WHAT YOU HAVE TO DO: Write the data out again exactly, with no pictures.

Point-per-instance localization data:
═══

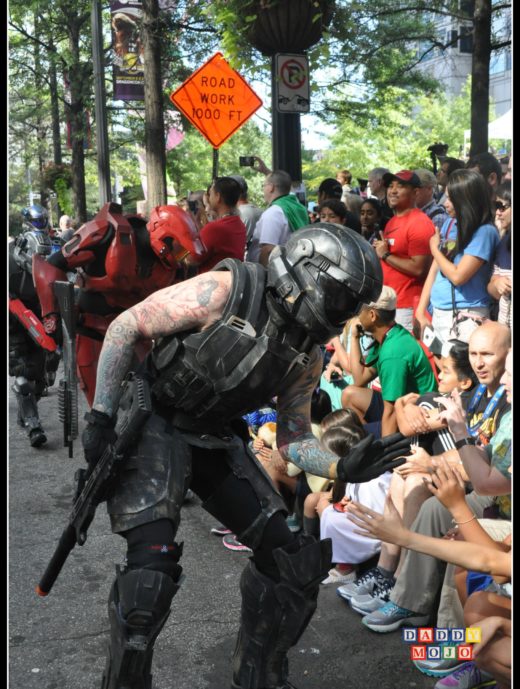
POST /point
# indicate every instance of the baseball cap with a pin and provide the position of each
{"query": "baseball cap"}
(241, 182)
(426, 177)
(404, 176)
(387, 300)
(331, 187)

═══

EXERCISE RESPONSE:
POST /point
# indicate every instance of the baseball cap with a pin and provide the position of each
{"query": "baseball cap"}
(241, 182)
(426, 177)
(404, 176)
(387, 300)
(331, 187)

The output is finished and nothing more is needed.